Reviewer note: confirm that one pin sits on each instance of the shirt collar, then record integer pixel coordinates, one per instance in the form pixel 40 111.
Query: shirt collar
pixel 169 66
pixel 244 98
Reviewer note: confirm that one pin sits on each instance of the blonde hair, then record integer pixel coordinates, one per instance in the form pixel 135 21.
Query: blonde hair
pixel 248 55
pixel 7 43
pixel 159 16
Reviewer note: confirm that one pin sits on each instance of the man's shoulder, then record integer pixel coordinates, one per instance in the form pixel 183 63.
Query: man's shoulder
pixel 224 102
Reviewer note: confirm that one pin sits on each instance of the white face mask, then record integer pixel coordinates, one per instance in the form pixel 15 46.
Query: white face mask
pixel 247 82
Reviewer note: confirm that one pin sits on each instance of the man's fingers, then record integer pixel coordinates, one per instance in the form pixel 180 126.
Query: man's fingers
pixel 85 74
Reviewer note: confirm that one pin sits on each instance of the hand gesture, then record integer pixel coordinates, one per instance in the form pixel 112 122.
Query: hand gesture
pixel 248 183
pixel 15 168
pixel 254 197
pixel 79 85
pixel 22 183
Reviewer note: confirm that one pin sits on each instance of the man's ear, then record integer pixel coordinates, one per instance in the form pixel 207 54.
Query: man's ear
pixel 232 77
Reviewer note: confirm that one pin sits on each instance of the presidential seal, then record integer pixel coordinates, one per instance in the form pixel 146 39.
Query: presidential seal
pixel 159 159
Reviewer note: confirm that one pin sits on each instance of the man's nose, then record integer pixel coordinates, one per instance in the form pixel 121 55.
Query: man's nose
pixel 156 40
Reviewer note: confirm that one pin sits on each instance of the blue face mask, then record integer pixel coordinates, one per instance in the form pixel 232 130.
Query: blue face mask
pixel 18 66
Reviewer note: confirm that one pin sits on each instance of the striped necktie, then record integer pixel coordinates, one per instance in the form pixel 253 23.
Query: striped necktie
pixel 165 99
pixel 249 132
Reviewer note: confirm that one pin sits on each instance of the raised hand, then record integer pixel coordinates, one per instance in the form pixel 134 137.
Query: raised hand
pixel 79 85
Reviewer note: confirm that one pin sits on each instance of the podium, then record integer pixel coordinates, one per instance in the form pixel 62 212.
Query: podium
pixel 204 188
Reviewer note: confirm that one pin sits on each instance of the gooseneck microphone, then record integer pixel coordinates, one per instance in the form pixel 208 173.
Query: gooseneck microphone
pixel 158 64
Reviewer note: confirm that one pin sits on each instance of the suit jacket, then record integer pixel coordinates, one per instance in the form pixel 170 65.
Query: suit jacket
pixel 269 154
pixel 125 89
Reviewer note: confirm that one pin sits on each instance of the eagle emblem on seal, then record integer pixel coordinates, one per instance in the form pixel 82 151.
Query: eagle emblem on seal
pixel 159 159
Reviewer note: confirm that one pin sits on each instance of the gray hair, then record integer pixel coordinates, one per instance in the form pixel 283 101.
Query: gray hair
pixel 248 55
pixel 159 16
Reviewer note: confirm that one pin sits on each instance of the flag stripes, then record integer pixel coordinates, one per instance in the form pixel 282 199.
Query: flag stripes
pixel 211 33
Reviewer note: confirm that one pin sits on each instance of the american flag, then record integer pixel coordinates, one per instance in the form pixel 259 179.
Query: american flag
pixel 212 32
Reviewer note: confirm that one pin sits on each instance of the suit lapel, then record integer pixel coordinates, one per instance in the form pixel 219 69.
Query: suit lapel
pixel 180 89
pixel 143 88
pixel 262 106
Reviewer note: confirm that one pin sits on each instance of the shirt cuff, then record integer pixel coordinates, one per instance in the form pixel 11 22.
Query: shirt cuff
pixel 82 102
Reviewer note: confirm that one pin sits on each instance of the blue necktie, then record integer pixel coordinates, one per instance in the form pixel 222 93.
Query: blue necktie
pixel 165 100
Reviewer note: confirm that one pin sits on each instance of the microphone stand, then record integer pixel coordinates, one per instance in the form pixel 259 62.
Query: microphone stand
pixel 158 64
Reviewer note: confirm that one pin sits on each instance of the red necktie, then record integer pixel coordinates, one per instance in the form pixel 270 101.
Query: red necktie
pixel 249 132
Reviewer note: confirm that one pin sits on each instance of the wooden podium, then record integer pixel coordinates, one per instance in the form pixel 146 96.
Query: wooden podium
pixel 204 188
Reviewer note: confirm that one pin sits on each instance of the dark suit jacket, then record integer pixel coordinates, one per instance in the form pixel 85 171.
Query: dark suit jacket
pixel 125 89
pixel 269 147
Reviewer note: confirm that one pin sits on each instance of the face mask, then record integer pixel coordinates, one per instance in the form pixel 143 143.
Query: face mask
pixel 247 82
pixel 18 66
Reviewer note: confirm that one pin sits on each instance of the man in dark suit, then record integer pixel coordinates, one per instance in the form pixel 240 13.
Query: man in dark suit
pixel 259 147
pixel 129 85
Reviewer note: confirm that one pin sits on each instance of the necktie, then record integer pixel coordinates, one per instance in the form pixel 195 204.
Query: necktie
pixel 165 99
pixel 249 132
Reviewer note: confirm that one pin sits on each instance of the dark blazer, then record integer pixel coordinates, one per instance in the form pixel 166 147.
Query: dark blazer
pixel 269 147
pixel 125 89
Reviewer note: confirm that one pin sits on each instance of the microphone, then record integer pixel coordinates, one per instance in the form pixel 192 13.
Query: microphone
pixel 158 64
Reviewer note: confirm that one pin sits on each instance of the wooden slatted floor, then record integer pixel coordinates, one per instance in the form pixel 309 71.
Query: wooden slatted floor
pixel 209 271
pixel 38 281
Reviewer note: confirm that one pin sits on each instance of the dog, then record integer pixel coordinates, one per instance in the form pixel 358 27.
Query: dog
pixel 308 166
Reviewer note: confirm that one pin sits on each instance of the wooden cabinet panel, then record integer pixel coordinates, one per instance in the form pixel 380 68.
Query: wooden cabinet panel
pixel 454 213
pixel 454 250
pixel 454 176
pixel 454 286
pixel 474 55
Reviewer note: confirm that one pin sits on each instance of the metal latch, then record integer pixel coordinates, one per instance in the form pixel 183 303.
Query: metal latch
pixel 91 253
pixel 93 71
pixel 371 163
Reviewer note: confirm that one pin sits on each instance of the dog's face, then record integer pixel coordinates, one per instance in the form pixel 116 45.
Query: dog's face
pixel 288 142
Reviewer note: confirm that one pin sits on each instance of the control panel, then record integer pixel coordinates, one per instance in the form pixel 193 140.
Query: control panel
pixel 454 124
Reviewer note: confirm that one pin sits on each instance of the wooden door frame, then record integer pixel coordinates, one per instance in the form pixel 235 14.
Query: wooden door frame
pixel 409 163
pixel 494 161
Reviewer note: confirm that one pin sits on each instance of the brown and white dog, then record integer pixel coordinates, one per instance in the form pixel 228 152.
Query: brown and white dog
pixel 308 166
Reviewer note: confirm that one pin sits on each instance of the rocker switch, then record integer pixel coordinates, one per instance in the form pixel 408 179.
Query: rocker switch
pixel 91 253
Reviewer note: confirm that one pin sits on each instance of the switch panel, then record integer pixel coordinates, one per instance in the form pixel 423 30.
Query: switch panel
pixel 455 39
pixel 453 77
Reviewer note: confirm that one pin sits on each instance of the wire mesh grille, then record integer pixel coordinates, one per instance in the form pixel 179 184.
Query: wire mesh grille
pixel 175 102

# [The task]
Convert the records into a two-column CSV with the headers request and answer, starting at the line that contains "pixel 166 147." and stopping after the line that contains "pixel 288 142". Give one row per record, put each field in quotation marks, and replace any line breaks inside a field with spaces.

# [Task solution]
request,answer
"Reviewer note: confirm that one pin sits on each instance of the dark blazer, then record integer pixel coordinates, one per instance in the form pixel 166 147. Query: dark blazer","pixel 269 147 pixel 125 89"
"Reviewer note: confirm that one pin sits on each instance of the microphone, then record integer pixel coordinates, one per instance in the form pixel 192 13. Query: microphone","pixel 158 64"
"Reviewer note: confirm that one pin sits on each instance of the wooden slatted floor, then record integer pixel coordinates, one per instance in the form pixel 309 71. Query: wooden slatted floor","pixel 209 271 pixel 38 281"
"Reviewer note: confirm that one pin sits on each instance of the dog, then record integer pixel coordinates, one per instance in the form pixel 358 27. Query: dog","pixel 308 166"
"Reviewer note: confirm that one pin sits on each instance of the wooden cabinet panel, then record integer pixel coordinates, one per instance in the form pixel 380 68. Query: wooden cabinet panel","pixel 454 213 pixel 454 250 pixel 454 176 pixel 454 286 pixel 474 55"
"Reviewer note: confirm that one pin sits on each instance of the metal latch, then record integer pixel coordinates, one per instance in the form pixel 183 303. Query: metal latch","pixel 91 253 pixel 93 71 pixel 371 163"
"Reviewer note: confirm that one pin sits on each instance of the dog's face, then record integer pixel coordinates, one per instance in the form pixel 116 45. Query: dog's face","pixel 288 142"